--- Records to use ---
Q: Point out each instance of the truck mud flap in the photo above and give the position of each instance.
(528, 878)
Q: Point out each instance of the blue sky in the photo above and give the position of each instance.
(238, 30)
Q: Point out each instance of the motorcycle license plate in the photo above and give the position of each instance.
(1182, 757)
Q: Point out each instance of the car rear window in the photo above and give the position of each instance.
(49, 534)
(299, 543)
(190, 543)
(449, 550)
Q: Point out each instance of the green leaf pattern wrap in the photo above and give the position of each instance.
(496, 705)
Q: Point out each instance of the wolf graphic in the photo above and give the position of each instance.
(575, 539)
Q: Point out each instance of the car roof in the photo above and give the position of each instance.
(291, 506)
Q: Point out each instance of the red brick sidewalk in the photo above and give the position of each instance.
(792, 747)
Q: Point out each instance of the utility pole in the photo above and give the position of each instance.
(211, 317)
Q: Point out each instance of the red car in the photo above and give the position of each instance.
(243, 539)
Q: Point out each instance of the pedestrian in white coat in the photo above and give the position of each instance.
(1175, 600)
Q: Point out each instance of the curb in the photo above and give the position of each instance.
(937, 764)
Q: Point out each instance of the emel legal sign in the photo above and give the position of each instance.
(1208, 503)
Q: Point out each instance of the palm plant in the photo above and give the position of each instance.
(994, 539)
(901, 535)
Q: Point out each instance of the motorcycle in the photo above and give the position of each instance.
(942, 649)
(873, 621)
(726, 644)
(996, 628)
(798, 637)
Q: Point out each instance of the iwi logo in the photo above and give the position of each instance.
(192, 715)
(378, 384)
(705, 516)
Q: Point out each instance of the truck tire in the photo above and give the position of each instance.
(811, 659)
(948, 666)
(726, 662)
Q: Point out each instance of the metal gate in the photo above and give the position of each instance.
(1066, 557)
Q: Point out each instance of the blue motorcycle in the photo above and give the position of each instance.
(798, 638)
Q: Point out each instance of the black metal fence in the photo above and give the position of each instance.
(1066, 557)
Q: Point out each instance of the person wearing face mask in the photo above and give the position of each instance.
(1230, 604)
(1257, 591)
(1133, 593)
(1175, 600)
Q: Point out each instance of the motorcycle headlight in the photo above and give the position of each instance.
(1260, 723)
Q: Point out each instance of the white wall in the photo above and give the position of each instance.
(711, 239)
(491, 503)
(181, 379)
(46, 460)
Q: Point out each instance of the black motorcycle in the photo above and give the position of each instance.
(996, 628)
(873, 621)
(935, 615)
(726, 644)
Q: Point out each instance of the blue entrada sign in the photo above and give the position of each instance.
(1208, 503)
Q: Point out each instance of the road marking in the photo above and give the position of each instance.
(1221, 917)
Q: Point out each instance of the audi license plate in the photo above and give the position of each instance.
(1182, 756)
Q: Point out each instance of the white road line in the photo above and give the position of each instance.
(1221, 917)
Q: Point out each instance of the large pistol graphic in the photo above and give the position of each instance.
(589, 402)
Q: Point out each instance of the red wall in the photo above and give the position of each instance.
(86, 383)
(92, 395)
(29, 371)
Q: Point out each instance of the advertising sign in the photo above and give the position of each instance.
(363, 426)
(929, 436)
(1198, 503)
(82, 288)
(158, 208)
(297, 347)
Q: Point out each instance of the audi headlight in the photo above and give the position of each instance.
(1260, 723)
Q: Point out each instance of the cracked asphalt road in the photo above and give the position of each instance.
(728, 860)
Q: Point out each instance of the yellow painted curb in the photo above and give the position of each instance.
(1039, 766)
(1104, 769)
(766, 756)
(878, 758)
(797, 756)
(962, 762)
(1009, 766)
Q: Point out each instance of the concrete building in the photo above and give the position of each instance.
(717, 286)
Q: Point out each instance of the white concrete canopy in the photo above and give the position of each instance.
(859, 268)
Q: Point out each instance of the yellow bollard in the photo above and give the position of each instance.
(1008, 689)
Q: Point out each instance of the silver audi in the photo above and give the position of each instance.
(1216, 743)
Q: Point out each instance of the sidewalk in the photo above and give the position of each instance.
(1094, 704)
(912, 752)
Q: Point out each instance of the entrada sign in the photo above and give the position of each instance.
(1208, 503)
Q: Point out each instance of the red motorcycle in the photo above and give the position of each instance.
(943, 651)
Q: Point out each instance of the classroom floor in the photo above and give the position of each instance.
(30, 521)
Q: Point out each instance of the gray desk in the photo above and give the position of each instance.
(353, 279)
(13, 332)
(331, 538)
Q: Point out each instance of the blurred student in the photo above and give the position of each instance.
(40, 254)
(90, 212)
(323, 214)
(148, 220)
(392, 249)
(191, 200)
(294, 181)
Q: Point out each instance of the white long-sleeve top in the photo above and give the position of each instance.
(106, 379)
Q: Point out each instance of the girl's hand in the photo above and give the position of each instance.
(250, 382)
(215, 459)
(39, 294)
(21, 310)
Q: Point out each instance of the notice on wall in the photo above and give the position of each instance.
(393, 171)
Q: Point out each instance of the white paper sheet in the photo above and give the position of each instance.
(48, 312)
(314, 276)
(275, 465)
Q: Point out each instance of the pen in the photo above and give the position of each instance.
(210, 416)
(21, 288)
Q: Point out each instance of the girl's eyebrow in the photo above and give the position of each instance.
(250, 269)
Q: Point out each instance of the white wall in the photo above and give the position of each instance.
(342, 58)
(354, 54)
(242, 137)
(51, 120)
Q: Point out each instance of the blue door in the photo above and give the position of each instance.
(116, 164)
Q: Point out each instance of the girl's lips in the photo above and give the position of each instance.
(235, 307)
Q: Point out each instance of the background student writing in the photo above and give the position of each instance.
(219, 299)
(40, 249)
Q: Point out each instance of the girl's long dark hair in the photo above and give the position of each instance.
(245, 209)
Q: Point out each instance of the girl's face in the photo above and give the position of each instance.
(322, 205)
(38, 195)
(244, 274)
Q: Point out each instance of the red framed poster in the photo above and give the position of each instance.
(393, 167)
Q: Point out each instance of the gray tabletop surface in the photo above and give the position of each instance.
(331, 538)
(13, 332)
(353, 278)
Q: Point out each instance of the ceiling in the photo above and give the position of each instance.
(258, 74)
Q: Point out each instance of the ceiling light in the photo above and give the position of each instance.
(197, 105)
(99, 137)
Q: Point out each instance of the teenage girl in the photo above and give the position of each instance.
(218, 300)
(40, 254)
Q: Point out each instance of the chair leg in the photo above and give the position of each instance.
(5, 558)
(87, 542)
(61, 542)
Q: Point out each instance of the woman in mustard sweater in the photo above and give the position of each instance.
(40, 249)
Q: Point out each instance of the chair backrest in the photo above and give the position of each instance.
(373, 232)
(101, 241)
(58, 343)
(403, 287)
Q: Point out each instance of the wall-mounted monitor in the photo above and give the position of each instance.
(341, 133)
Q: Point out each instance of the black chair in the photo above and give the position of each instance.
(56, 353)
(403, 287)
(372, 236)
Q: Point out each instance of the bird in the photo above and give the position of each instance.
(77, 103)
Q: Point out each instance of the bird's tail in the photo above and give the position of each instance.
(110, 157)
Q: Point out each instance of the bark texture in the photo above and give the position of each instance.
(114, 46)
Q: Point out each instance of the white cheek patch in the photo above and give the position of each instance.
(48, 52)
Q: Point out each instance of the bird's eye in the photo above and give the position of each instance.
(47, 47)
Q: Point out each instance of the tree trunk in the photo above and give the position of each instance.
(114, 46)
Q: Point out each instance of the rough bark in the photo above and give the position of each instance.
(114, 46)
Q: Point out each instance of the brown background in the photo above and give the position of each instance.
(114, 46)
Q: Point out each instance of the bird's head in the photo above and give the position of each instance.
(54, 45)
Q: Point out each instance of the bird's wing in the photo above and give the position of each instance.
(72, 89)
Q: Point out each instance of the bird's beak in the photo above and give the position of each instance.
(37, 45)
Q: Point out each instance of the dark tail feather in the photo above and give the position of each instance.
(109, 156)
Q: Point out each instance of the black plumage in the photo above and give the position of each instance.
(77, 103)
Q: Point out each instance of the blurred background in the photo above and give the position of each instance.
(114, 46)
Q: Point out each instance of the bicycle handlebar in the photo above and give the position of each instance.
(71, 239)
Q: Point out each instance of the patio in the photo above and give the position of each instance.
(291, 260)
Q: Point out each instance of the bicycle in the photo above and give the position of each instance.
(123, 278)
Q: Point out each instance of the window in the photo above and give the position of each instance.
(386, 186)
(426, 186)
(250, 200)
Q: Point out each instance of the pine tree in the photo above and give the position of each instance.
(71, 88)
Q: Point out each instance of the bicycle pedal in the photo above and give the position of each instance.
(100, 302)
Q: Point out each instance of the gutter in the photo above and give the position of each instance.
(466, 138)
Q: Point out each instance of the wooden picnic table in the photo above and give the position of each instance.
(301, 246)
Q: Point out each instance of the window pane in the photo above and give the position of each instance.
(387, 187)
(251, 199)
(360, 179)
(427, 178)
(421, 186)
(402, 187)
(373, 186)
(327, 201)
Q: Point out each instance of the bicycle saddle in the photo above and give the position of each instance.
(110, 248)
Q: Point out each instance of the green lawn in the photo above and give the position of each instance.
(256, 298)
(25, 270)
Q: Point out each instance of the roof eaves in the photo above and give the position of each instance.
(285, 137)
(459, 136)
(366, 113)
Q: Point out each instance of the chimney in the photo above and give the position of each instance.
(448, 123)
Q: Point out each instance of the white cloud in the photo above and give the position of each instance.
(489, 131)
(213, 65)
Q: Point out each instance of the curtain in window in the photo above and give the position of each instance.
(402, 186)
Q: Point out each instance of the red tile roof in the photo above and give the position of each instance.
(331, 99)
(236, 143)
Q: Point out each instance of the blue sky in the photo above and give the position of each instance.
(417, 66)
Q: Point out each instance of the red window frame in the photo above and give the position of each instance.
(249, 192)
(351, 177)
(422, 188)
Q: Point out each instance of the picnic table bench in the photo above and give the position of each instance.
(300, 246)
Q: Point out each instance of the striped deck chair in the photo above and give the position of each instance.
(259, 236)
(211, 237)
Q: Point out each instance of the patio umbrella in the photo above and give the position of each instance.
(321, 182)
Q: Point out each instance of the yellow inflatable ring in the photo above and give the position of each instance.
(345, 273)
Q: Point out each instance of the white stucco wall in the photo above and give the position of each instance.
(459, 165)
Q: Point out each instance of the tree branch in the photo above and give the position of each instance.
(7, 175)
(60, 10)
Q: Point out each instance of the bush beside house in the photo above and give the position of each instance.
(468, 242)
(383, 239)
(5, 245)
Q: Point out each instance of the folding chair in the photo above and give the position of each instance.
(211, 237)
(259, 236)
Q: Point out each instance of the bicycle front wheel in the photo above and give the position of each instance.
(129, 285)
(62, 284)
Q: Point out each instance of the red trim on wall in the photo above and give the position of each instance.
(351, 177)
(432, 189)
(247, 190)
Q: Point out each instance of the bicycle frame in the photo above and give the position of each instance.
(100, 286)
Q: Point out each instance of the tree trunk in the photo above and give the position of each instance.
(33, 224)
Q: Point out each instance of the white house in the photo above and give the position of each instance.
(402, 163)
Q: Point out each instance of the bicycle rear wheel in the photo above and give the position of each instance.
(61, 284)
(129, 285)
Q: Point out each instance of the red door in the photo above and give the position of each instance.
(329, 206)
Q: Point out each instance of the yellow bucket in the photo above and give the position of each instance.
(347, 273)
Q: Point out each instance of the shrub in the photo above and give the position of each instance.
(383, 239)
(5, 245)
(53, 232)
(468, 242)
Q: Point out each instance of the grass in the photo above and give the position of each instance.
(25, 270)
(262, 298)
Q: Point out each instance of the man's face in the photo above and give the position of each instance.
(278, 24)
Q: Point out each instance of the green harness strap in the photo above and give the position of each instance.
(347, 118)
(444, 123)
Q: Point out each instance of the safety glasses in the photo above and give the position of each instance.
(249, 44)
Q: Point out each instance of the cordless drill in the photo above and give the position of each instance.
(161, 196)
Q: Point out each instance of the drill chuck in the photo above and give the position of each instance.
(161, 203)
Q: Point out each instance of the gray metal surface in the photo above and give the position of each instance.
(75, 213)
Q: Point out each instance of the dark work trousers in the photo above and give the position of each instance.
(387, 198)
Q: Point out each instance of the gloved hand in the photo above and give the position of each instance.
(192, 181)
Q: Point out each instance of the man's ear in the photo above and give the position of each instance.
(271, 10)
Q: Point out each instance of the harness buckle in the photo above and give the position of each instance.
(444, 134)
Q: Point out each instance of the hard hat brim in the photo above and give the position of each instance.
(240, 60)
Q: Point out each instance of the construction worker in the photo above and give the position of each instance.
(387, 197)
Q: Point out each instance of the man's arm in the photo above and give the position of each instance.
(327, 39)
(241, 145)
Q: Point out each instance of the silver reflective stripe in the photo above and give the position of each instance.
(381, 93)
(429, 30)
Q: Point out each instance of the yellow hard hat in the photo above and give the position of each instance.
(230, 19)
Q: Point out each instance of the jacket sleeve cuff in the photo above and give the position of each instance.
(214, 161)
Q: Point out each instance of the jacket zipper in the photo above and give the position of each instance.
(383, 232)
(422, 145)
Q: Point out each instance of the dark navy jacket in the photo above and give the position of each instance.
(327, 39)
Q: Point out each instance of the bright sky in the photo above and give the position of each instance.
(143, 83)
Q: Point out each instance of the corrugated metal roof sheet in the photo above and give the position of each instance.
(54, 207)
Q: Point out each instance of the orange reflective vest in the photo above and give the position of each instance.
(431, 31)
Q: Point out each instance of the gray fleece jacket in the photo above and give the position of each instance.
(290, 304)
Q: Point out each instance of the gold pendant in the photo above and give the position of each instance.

--- Work required ---
Would you copy exactly the lines from the one that contains "Q: Point out each instance of the silver reflective" through the final line of the records above, including both?

--- Response box ---
Q: Point out each instance of the silver reflective stripe in the photo above and give the position of each instance.
(381, 93)
(429, 30)
Q: Point out each instance of the yellow hard hat in the photo above and give the position of each instance.
(230, 19)
Q: Point out each instance of the jacket sleeve cuff in the photo above and give the position of each instance.
(214, 161)
Q: Point out each instance of the jacket zipper in the photo above and give the position of each instance.
(383, 232)
(422, 145)
Q: Point out each instance of the dark navy jacket in the photo above and give the position of each instance.
(327, 39)
Q: Point out each instance of the bright sky in the photo above and give the position of each instance.
(143, 83)
Q: Point out each instance of the corrugated metal roof sheet in the photo above and give the position of each instance.
(54, 207)
Q: Point out each instance of the orange reflective vest in the photo above and give the position of each instance.
(431, 31)
Q: Point out each instance of the gray fleece jacket in the photo above and give the position of each instance.
(290, 304)
Q: Point out each instance of the gold pendant in the photo above and give the position of each instance.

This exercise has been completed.